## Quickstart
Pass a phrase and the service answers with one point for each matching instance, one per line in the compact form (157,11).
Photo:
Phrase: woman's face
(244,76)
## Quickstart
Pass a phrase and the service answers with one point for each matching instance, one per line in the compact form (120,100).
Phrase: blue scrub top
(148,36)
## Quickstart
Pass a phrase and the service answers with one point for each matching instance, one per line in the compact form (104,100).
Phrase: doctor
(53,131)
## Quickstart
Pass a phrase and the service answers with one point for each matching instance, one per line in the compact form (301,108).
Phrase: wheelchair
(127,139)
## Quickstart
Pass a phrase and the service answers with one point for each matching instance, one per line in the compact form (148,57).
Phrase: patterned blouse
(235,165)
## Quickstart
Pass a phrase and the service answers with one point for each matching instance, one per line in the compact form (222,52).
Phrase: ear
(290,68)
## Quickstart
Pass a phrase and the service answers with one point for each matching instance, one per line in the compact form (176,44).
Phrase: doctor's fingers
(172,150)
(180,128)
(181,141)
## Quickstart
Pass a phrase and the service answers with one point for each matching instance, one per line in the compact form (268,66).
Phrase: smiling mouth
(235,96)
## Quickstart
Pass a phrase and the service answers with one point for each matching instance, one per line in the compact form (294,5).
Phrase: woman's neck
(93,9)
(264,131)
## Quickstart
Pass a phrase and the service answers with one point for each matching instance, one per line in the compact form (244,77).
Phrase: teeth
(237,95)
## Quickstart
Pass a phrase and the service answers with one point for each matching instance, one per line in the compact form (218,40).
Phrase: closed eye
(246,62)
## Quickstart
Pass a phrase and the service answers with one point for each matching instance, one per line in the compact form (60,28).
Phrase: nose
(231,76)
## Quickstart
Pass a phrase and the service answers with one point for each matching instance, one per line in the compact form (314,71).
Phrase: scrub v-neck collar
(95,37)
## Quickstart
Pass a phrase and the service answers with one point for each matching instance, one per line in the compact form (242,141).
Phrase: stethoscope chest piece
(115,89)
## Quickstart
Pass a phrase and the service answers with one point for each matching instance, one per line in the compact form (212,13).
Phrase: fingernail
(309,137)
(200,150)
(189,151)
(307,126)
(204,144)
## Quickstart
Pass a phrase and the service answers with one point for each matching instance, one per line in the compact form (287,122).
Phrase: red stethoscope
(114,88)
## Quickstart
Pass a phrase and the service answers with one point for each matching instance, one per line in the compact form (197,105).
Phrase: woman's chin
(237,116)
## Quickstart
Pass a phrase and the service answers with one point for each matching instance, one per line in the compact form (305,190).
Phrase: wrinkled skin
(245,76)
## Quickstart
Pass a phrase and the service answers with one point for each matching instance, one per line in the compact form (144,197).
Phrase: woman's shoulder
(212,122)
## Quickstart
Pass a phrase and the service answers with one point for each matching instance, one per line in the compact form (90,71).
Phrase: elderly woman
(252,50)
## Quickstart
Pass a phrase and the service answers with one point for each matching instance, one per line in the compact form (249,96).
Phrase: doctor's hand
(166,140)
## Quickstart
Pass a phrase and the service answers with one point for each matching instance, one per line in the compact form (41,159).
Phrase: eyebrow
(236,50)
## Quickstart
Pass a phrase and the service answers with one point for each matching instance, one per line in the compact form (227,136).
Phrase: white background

## Goal
Your task is to return the full listing exactly as it was given.

## Worked solution
## Quickstart
Pass a phrase and the service answers with one point for each matching instance, one per line in the compact form (157,11).
Photo:
Phrase: woman's face
(244,76)
## Quickstart
Pass a phrase and the service answers with one point for each matching instance, one per line in the compact form (120,100).
Phrase: blue scrub top
(148,36)
## Quickstart
Pass a phrase and the service answers with one point for each matching instance, one per line in the compact form (104,100).
Phrase: doctor
(53,131)
## Quickstart
Pass a phrase and the service answers with one point for each matching instance, one per line in the compact form (301,108).
Phrase: wheelchair
(127,139)
## Quickstart
Pass a phrase and the service answers with one point for each matching instance, one per line in the compact form (148,57).
Phrase: patterned blouse
(235,165)
## Quickstart
Pass a phrase and the service answers with one point for each matching instance, one per line in the compact form (222,52).
Phrase: ear
(290,68)
## Quickstart
Pass a phrase and the service answers with one point for each matching instance, one per line in the compact form (176,44).
Phrase: doctor's fingers
(172,150)
(180,128)
(181,141)
## Quickstart
Pass a phrase and the service answers with one point for each matching instance, one per line in the compact form (268,66).
Phrase: smiling mouth
(235,96)
## Quickstart
Pass a phrase and the service answers with one point for each matching instance, one per line in the compact form (294,5).
Phrase: woman's neck
(93,9)
(264,131)
## Quickstart
Pass a phrase and the service answers with one point for each matching instance, one per line in the compact form (244,77).
Phrase: teeth
(237,95)
## Quickstart
Pass a phrase and the service answers with one point for each matching instance, one per line in the compact form (218,40).
Phrase: closed eye
(246,62)
## Quickstart
Pass a phrase and the service answers with one point for each matching instance, one per line in the compact form (60,28).
Phrase: nose
(231,76)
## Quickstart
Pass a phrase and the service answers with one point for each matching instance, one per line in the compact form (314,71).
Phrase: scrub v-neck collar
(95,37)
## Quickstart
Pass a phrase and the service answers with one point for each matching instance, one per line in the compact form (242,141).
Phrase: stethoscope chest piece
(115,89)
## Quickstart
Pass a phrase and the service answers with one point for each matching instance, one per line in the compact form (212,13).
Phrase: fingernail
(309,137)
(200,150)
(189,151)
(307,126)
(204,144)
## Quickstart
Pass a phrase and the service answers with one point for each matching instance, one per line in the compact form (287,122).
Phrase: red stethoscope
(114,88)
## Quickstart
Pass a phrase and the service answers with one point for each matching instance, one per line in the compact form (197,105).
Phrase: woman's chin
(237,116)
## Quickstart
Pass a phrase and the service answers with one point for each matching instance, one per line in the compact form (305,190).
Phrase: wrinkled skin
(245,76)
## Quickstart
Pass a phrase and the service answers with one point for each matching instance, one per line in the compact form (144,197).
Phrase: woman's shoulder
(212,122)
## Quickstart
Pass a phrase and the service answers with one point for each matching instance, one per line in the compact form (90,71).
Phrase: elderly woman
(252,50)
## Quickstart
Pass a phrase and the service answers with one point for each matching instance, one per line in the compact form (249,96).
Phrase: doctor's hand
(166,140)
## Quickstart
Pass a phrase and the service answers with one point for each matching instance, one per line in the compact form (41,159).
Phrase: eyebrow
(236,50)
## Quickstart
Pass a phrase and the service answers with one point for each matching instance, one per line in the compact form (227,136).
Phrase: white background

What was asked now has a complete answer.